Records supplied ->
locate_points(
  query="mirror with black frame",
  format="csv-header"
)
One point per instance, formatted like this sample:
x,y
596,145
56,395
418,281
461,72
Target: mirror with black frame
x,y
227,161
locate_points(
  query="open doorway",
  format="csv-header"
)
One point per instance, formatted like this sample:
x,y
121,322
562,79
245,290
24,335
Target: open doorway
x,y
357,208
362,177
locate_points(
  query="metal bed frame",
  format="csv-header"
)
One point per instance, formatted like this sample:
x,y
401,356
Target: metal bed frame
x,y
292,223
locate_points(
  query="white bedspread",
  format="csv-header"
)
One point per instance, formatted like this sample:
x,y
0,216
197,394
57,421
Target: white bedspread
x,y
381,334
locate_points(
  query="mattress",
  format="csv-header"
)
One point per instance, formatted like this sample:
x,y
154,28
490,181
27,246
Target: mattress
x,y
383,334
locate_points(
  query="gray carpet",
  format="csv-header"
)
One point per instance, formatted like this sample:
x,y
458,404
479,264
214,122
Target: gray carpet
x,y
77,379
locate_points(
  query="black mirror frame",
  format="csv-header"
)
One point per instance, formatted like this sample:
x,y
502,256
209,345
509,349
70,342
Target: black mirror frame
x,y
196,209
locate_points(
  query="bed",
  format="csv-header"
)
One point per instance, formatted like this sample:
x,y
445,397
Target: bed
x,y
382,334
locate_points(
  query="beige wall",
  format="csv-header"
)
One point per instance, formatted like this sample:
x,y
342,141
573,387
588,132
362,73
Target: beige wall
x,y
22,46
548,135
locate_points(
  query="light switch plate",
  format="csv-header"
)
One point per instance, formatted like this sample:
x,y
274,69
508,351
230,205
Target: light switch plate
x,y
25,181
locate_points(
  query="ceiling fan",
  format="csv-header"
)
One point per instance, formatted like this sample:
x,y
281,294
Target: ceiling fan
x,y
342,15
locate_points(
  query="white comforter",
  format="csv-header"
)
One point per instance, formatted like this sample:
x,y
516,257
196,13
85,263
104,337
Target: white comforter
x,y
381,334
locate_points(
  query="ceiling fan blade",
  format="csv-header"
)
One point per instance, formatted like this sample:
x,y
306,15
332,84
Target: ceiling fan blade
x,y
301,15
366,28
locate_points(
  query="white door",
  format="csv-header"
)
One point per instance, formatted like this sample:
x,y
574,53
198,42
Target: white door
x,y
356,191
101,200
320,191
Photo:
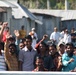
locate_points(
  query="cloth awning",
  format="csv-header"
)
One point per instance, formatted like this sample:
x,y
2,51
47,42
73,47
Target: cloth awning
x,y
22,11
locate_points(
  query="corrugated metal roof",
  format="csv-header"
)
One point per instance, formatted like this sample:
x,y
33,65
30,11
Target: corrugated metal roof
x,y
21,11
4,3
64,14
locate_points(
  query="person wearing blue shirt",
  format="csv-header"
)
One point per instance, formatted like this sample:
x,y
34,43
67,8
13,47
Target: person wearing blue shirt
x,y
68,58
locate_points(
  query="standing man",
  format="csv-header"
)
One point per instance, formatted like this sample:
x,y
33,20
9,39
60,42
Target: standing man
x,y
26,56
34,37
68,58
22,32
67,37
55,36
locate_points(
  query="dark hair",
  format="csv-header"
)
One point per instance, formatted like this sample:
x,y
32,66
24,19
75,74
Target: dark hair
x,y
43,43
52,45
12,45
2,44
69,44
12,38
29,37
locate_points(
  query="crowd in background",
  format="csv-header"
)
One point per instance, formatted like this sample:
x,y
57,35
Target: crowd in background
x,y
23,52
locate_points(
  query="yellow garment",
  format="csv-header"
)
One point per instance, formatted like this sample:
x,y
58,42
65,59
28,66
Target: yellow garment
x,y
11,60
22,34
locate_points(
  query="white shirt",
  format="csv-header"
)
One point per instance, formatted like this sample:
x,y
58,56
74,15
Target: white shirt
x,y
67,38
55,36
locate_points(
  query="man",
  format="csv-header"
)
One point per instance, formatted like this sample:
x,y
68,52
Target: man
x,y
34,37
10,57
55,36
22,32
56,57
26,56
67,37
68,58
39,64
2,59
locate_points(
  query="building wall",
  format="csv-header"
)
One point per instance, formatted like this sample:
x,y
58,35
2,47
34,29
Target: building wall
x,y
69,24
17,23
48,25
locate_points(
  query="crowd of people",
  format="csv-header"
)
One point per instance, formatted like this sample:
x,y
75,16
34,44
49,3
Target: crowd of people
x,y
23,52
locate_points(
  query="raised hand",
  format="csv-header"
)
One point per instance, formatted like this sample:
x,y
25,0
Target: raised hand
x,y
5,24
16,32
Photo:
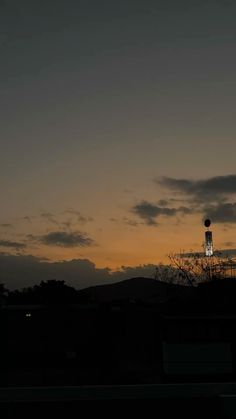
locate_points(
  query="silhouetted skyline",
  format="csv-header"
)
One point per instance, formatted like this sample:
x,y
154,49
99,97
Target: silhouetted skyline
x,y
117,130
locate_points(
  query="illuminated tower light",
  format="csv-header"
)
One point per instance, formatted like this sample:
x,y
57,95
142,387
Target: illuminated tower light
x,y
208,239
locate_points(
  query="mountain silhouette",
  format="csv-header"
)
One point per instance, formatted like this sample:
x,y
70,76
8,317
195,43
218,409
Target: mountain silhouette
x,y
146,290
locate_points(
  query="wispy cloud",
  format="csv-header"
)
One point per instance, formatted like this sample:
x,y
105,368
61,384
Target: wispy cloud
x,y
12,244
66,239
150,212
221,213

Exercise brief -> All of the entries need to be transcribed word for word; pictures are left out.

Final result ->
locate_points(
  query="mirror with black frame",
  format="csv-header"
)
One point per instance, formatted like this sample:
x,y
596,145
56,395
418,281
461,72
Target: mirror with black frame
x,y
227,161
locate_points(
  query="open doorway",
  format="csv-header"
)
One point per instance, formatted like this sample:
x,y
121,322
562,79
245,290
24,335
Target: open doorway
x,y
357,208
362,177
locate_points(
  query="metal bed frame",
  format="csv-header"
)
One point per instance, formatted like this sample:
x,y
401,356
Target: metal bed frame
x,y
292,223
locate_points(
  query="white bedspread",
  format="csv-header"
)
One point per instance, formatted like this sample:
x,y
0,216
197,394
57,421
Target: white bedspread
x,y
381,334
locate_points(
  query="mattress",
  format="csv-header"
)
One point per instance, formatted like this sample:
x,y
154,28
490,181
27,246
Target: mattress
x,y
383,334
locate_points(
  query="gray carpet",
  format="csv-header"
)
One point per instance, formatted like this sample:
x,y
458,404
479,264
214,122
Target: gray carpet
x,y
77,379
locate_points(
  query="black mirror frame",
  format="csv-header"
)
One point per instance, formatted like this sample:
x,y
502,256
209,345
509,349
70,342
Target: black mirror frame
x,y
196,209
locate_points(
  query="bed",
  format="csv-header"
)
One point per instance, formatted like this sample:
x,y
445,397
Target: bed
x,y
382,334
locate_points(
  query="beige wall",
  format="csv-header"
)
One point per instance, formatted like this sample:
x,y
342,141
573,387
588,132
362,73
Target: beige wall
x,y
22,46
548,135
locate_points(
  query="light switch plate",
  format="csv-header"
)
One point per instance, formatted like this sample:
x,y
274,69
508,351
230,205
Target: light switch plate
x,y
25,181
locate_points(
  query="ceiling fan",
  format="csv-header"
)
One point per instance, formatted like this sample:
x,y
281,294
Target: ceiling fan
x,y
342,15
locate_points(
  query="white comforter",
  format="csv-header"
)
One point per instance, formatted like this sample:
x,y
516,257
196,13
85,263
104,337
Target: white comforter
x,y
381,334
locate_points(
  query="ceiling fan blade",
  format="csv-header"
)
One point per instance, formatted like this sample:
x,y
306,15
332,84
Target: ceiling fan blade
x,y
301,15
366,28
locate_points(
  query="white door",
  format="csv-header"
)
One point per instance, formatted like this sample:
x,y
574,53
198,42
Target: white door
x,y
356,191
101,200
320,191
Photo:
locate_points(
  query="cloth awning",
  format="csv-header"
)
One point per instance, formatted like this sample:
x,y
2,51
47,42
73,47
Target: cloth awning
x,y
22,11
locate_points(
  query="corrugated metal roof",
  format="csv-header"
)
One point per instance, formatted like this sample:
x,y
33,65
30,11
Target: corrugated metal roof
x,y
21,11
4,3
64,14
locate_points(
  query="person wearing blue shirt",
  format="csv-header"
)
One point per instance, formatted like this sample:
x,y
34,43
67,8
13,47
Target: person wearing blue shirt
x,y
68,58
locate_points(
  query="standing man",
  format="csv-header"
)
One point per instance, formatted like this sample:
x,y
33,20
9,39
60,42
Target: standing man
x,y
26,56
34,37
68,58
22,32
67,37
55,36
locate_points(
  query="dark hair",
  format="csv-header"
)
One point per instance, formatted like this sample:
x,y
32,66
24,19
75,74
Target: dark hair
x,y
43,43
52,45
12,45
2,44
69,44
12,38
29,37
locate_points(
  query="crowd in background",
  format="csv-header"
)
One point per instance, formatted like this sample:
x,y
57,35
Target: crowd in background
x,y
23,52
locate_points(
  query="yellow garment",
  format="csv-header"
)
One point per instance, formatted like this sample:
x,y
58,42
65,59
28,66
Target: yellow garment
x,y
11,60
22,34
locate_points(
  query="white shirt",
  format="csv-header"
)
One point per instance, formatted like this sample:
x,y
58,56
74,15
Target: white shirt
x,y
67,38
55,36
locate_points(
  query="man",
  format="csv-header"
)
One point per instance, formatted like this sample:
x,y
68,52
Target: man
x,y
34,37
10,57
55,36
22,32
56,57
26,56
67,37
68,58
39,64
2,59
locate_points(
  query="building wall",
  format="csv-header"
)
One point per instance, formatted like this sample:
x,y
58,35
2,47
34,29
Target: building wall
x,y
69,24
17,23
48,25
locate_points(
  query="crowd of people",
  format="csv-header"
)
One point per instance, formatted like this sample:
x,y
75,16
34,44
49,3
Target: crowd of people
x,y
23,52
locate_points(
  query="raised hand",
  format="csv-header"
)
One point per instance, formatted like this sample:
x,y
25,0
Target: raised hand
x,y
5,24
16,32
Photo:
locate_points(
  query="silhouetted skyline",
  format="csv-header"
)
One point per instance, formatted like this sample:
x,y
154,49
99,97
Target: silhouetted skyline
x,y
117,130
locate_points(
  query="illuminated tower light",
  format="csv-header"
)
One point per instance, formatted like this sample:
x,y
57,95
142,387
Target: illuminated tower light
x,y
208,239
locate_points(
  query="mountain silhouette",
  format="csv-header"
)
One point per instance, formatted like this sample:
x,y
70,76
8,317
195,43
218,409
Target: mountain silhouette
x,y
146,290
locate_points(
  query="wispy cloud",
  format="csv-header"
)
One point per instance, formatted like this sample:
x,y
105,368
61,384
Target: wispy cloud
x,y
12,244
66,239
150,212
221,213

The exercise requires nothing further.